◆ Brief ◆
Duplicate, word for word, the portion of the employee empowerment text between "While it may" and "we’re just meeting.", inclusive.
--- Source document ---
The job description should define the real-life challenges the employee will likely face. Once a recent recruit has been onboarded and is completing assignments, review the job description. Then, have the employee draft their version, defining their role, reporting duties, and the value of their contribution.
Having the new employee write out their job description will let all parties know they're on the same page. It will serve to empower the employee. It also implies understanding and ownership, another critical component of employee empowerment.
- The employee has drafted and signed their job description
2. Respecting Individuality
The employee was hired for a specific reason: to carry out a defined task, or tasks. They should, however, have reasonable freedom in how they do this.
While it may be true that the position could have been filled by several other people, to generate employee empowerment you need to convey that the employee’s uniqueness is an asset to the company. Their individuality is why they were chosen over other candidates, so they must be able to express their individuality in the work they do.
People often build or express their identity around their jobs. ‘What do you do for a living?’ is one of the most common questions we ask someone we’re just meeting.
Employees who don’t feel their job is an extension or expression of their personality will not likely be successful at it, and they’re not expected to stay with the company for long.
On the other hand, when employees feel that what makes them unique is an asset to their work, they can see their work as an expression of who they are. This, in turn, stimulates a sense of pride and ownership of the work, which, in turn, enables employee empowerment.
Respecting Individuality Checklist
- The employee can specifically identify their unique stamp on the work they do or the methodology in which it is done - or preferably both.
3. Ownership of Their Work
When an employee has had their say in what task needs to be done or how it needs to be done, and they have been given the space to express their individuality in their work, they are far more likely to put in maximum effort. This is because they have a vested interest in the results. The results confirm or refute their ideas, individuality, and identity.
When this occurs, the employee takes ownership of their work. They care about its execution and take pride in the positive results. To make sure this positive attitude persists, the employee’s efforts must be recognized and praised or admonished accordingly.
Ownership of one’s work is often a direct result of personal initiative. An employee who takes ownership of their work is an employee who does not need to be motivated, prodded, or incentivized. Their enthusiasm and professionalism are often contagious and have a positive ripple effect on the team.
--- Data shown ---
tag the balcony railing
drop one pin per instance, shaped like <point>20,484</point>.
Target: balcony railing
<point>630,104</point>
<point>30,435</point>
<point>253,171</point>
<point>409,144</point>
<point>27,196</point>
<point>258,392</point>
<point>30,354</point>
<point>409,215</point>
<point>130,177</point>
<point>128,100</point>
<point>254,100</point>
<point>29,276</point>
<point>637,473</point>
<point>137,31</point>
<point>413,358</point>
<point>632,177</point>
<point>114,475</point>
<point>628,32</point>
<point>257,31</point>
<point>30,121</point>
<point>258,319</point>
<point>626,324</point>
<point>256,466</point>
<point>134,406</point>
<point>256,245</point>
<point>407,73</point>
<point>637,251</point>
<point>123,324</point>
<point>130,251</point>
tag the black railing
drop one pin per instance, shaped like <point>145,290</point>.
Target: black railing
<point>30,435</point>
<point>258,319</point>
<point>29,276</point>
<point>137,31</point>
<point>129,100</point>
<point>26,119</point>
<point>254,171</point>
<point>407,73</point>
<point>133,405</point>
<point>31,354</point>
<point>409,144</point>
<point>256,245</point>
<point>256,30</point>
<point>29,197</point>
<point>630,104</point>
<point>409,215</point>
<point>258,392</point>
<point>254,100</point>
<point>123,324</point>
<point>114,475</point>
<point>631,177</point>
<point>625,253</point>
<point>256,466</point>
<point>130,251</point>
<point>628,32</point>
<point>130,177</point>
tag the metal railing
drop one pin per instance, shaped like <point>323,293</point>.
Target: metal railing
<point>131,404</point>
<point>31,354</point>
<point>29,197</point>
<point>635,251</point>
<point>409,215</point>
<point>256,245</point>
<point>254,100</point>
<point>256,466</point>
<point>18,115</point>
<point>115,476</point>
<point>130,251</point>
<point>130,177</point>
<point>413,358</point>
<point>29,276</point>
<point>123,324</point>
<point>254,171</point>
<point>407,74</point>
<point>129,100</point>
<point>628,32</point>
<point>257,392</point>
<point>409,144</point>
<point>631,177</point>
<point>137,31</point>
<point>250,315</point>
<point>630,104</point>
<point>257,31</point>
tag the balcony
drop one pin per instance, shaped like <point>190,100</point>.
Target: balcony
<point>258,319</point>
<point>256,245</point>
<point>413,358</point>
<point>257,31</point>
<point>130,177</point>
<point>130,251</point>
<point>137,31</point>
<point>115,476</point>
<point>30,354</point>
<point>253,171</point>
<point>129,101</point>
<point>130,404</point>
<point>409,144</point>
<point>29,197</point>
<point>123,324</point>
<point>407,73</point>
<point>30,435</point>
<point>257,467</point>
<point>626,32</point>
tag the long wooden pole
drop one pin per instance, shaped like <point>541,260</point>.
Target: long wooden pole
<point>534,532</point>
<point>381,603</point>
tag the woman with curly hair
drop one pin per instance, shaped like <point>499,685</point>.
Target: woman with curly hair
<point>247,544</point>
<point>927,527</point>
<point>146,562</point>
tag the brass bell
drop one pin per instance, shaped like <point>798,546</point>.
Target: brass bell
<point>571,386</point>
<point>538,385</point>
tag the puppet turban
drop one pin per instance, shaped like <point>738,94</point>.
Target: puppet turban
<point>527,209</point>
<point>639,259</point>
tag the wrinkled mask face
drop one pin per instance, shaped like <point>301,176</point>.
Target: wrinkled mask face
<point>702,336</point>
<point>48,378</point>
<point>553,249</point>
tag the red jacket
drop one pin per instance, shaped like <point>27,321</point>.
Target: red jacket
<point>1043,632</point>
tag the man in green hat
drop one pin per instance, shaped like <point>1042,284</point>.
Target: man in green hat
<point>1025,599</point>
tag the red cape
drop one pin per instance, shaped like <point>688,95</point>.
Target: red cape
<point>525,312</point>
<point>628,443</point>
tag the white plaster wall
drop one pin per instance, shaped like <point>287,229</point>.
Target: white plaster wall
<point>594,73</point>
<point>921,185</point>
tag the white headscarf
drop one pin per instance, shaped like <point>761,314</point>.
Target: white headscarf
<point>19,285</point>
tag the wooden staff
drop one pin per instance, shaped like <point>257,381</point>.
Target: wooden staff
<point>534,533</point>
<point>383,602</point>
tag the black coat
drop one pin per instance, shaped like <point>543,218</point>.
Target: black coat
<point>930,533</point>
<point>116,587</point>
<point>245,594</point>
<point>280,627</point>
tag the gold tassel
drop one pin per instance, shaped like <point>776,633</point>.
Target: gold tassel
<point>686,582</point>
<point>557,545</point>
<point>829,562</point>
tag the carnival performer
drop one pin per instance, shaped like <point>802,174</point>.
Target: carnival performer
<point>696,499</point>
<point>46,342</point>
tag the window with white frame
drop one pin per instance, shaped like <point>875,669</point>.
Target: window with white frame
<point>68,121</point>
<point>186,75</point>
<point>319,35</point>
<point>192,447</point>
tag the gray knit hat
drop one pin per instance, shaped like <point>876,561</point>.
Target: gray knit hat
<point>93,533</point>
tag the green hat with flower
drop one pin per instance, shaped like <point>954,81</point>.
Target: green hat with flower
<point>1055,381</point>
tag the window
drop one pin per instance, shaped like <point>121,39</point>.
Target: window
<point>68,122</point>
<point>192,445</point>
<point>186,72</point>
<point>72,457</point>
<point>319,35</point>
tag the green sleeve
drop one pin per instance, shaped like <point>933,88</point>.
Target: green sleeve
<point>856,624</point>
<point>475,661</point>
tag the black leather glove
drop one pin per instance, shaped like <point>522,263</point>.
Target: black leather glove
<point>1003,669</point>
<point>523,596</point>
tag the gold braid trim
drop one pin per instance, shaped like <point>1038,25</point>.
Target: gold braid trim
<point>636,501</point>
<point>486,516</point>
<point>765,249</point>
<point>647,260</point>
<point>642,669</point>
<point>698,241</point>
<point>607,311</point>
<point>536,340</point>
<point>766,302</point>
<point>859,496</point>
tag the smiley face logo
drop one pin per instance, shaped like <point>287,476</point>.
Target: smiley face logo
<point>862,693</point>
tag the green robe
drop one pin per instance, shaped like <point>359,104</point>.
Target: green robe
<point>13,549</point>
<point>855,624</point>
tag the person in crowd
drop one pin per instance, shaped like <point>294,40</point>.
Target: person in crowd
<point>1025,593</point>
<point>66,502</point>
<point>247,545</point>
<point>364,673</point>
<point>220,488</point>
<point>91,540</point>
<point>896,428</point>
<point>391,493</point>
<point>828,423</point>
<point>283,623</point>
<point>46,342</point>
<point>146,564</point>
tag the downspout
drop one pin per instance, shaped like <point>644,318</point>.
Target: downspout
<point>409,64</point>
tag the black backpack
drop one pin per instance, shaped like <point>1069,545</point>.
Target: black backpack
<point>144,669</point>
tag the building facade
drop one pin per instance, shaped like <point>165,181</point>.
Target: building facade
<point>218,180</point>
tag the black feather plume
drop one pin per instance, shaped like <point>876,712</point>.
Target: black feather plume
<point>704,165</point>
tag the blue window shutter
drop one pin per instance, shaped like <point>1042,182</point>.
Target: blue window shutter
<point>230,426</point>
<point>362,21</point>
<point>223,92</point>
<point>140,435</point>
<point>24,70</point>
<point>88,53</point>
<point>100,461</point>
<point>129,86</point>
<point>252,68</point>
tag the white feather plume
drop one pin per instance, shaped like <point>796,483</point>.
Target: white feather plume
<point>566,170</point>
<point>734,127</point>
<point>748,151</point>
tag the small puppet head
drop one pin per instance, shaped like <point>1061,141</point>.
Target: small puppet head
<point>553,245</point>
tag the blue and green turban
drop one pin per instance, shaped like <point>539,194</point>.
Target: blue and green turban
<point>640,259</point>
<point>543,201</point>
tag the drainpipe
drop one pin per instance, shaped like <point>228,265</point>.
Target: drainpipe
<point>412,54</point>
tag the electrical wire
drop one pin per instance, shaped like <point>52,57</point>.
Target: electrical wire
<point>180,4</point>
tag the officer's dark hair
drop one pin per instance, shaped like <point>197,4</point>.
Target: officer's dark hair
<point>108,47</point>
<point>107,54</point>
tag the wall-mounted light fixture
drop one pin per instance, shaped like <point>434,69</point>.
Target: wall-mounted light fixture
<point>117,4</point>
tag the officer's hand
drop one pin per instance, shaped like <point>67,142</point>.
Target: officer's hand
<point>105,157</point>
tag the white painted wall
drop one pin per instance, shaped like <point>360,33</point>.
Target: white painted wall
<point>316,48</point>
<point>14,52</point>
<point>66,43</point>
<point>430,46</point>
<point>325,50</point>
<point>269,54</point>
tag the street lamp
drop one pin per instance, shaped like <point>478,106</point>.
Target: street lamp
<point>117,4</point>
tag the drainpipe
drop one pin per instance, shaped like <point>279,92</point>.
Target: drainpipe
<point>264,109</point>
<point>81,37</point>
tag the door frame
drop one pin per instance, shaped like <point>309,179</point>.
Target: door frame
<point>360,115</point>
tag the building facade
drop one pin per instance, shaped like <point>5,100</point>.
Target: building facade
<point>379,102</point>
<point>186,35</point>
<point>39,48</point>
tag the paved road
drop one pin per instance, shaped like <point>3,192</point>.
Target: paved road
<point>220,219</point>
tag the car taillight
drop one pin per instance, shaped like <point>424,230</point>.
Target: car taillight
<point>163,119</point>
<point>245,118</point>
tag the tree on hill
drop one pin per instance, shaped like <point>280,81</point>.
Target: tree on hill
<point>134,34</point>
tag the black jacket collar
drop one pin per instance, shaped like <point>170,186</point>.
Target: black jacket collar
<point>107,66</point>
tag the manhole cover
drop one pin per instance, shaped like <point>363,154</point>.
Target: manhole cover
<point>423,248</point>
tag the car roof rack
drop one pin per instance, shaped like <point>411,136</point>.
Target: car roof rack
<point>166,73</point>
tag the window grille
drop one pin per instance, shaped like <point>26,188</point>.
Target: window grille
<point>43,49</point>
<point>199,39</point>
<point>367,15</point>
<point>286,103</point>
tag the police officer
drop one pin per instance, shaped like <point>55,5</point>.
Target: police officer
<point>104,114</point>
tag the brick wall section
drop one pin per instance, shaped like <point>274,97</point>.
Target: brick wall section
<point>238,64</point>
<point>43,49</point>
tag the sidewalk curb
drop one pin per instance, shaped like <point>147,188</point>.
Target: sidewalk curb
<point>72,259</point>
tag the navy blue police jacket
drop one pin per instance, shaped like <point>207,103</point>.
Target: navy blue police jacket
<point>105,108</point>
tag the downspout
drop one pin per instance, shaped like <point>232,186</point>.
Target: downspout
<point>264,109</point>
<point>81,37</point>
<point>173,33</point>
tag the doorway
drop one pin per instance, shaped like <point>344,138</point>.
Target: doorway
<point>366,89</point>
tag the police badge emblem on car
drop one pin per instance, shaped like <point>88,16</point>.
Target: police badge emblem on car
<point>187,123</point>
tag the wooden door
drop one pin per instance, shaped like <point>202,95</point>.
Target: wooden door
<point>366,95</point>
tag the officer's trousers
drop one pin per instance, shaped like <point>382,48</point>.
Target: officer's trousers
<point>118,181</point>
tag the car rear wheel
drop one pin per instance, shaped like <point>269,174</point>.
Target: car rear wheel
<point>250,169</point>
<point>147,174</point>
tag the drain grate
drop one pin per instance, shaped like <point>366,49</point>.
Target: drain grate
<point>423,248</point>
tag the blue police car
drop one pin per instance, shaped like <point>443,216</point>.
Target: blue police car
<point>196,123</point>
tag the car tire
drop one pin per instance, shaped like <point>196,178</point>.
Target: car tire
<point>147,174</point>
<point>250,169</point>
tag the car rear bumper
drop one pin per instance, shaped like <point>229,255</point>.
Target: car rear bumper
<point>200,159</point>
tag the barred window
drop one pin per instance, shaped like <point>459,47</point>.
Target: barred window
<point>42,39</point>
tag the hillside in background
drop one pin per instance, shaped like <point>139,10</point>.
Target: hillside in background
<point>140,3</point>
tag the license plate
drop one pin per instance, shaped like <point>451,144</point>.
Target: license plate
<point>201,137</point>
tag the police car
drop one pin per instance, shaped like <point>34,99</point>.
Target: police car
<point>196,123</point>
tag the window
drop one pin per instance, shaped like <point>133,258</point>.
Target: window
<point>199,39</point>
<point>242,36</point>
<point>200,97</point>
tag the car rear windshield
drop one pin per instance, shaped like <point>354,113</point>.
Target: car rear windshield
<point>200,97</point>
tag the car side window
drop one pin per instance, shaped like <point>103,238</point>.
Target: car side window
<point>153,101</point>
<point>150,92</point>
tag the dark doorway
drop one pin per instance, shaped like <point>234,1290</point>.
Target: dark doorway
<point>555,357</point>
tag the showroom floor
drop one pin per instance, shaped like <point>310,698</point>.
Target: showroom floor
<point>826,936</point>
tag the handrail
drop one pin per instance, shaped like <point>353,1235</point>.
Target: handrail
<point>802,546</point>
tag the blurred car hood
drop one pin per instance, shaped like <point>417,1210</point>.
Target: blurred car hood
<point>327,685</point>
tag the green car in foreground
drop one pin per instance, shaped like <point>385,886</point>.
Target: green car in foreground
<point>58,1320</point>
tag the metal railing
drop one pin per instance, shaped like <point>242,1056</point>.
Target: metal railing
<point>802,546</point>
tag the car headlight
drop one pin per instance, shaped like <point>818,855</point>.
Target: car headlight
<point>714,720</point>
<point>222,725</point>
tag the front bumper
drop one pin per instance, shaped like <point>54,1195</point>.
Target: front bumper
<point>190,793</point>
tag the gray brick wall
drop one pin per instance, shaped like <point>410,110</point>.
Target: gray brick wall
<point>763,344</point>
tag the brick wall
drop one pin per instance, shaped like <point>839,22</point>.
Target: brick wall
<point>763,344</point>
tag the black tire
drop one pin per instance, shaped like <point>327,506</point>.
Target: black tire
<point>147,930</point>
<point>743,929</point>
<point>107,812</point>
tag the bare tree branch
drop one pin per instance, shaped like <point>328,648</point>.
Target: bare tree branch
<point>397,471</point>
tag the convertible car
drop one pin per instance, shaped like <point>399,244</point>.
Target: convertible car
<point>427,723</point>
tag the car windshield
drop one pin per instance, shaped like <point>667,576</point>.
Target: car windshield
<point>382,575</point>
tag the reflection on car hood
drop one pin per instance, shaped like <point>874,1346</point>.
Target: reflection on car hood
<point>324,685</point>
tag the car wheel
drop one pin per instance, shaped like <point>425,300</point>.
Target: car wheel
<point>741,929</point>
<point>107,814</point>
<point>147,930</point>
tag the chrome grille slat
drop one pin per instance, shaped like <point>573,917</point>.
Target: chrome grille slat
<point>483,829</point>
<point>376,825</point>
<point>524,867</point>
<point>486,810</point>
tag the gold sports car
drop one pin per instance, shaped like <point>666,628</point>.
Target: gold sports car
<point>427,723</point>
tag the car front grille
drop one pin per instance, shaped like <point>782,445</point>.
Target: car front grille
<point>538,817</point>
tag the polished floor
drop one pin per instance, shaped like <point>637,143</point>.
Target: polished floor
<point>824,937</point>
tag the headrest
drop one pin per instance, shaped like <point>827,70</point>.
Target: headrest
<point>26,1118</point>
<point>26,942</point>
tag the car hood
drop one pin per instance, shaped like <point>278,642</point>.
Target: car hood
---
◆ Solution ◆
While it may be true that the position could have been filled by several other people, to generate employee empowerment you need to convey that the employee’s uniqueness is an asset to the company. Their individuality is why they were chosen over other candidates, so they must be able to express their individuality in the work they do.
People often build or express their identity around their jobs. ‘What do you do for a living?’ is one of the most common questions we ask someone we’re just meeting.